WORK TO DO: Rescale the entries from the line containing "Please spot the shallow" through the end of the entries, both included, by giving every line again, requests included, with each answer coordinate multiplied by 2.45 and rounded to a whole number, halves up. Return only those lines, and leave the pictures out.

--- Begin TASK DATA ---

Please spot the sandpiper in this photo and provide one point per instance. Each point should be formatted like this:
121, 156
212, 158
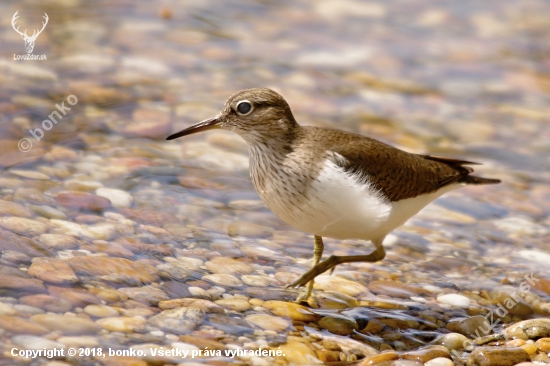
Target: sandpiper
332, 183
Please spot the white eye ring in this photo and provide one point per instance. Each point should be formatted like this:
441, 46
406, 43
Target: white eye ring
242, 106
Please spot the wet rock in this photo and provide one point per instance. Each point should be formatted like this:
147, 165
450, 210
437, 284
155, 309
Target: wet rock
147, 295
290, 310
179, 321
22, 226
122, 324
425, 354
205, 305
268, 322
118, 198
396, 289
18, 325
378, 359
529, 329
501, 356
338, 324
8, 208
467, 326
118, 270
234, 304
299, 353
454, 341
83, 201
47, 303
454, 300
223, 280
66, 324
56, 241
221, 265
100, 311
51, 270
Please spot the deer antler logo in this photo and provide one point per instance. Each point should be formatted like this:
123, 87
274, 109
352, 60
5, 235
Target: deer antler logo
29, 40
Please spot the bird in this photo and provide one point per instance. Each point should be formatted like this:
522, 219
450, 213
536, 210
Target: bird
332, 183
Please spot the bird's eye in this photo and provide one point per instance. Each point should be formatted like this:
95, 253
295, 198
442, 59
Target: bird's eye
244, 107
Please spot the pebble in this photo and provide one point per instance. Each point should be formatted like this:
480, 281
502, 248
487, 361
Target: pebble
223, 280
529, 329
502, 356
47, 303
179, 321
18, 325
268, 322
66, 324
22, 226
290, 310
221, 265
118, 198
378, 359
119, 270
122, 324
455, 300
234, 304
51, 270
207, 306
100, 311
338, 324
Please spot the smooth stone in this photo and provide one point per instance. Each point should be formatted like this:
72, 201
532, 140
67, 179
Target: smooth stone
425, 354
118, 270
395, 289
118, 198
501, 356
543, 344
268, 322
8, 208
101, 311
205, 305
22, 226
66, 324
248, 229
379, 358
467, 326
234, 304
439, 361
529, 329
256, 280
221, 265
35, 343
224, 280
21, 284
455, 300
18, 325
47, 303
83, 201
178, 321
299, 353
51, 270
122, 324
454, 341
338, 284
147, 295
338, 324
290, 310
48, 212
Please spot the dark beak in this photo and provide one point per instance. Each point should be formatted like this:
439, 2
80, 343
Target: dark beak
205, 125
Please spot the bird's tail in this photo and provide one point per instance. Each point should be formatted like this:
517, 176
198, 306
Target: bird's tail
470, 179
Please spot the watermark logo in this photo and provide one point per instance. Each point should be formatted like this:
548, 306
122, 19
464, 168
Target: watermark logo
25, 144
29, 40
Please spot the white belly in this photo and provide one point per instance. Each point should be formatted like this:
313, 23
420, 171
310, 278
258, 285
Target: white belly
338, 205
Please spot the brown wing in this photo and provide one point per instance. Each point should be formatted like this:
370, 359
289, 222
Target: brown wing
396, 173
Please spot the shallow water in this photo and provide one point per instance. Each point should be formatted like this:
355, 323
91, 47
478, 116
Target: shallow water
464, 79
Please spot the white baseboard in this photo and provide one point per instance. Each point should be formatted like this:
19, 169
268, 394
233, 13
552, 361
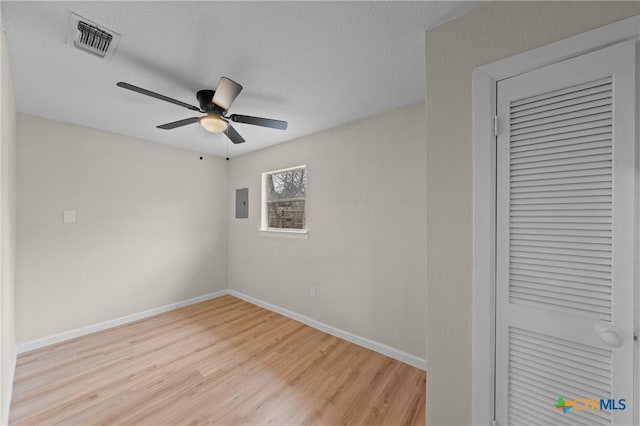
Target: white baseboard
350, 337
72, 334
8, 393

--- End TASK DATA ---

SOLUTION TO THE EXERCISE:
Please spot the shallow water in this photo and provide one point per instance. Each point should be formatted like this:
355, 323
91, 47
478, 116
Target: shallow water
1137, 194
Please spot the white baseboard in this photo and provide one point per instance. Each point should be formatted like this:
19, 169
268, 394
233, 13
552, 361
Target: white baseboard
858, 826
176, 818
20, 963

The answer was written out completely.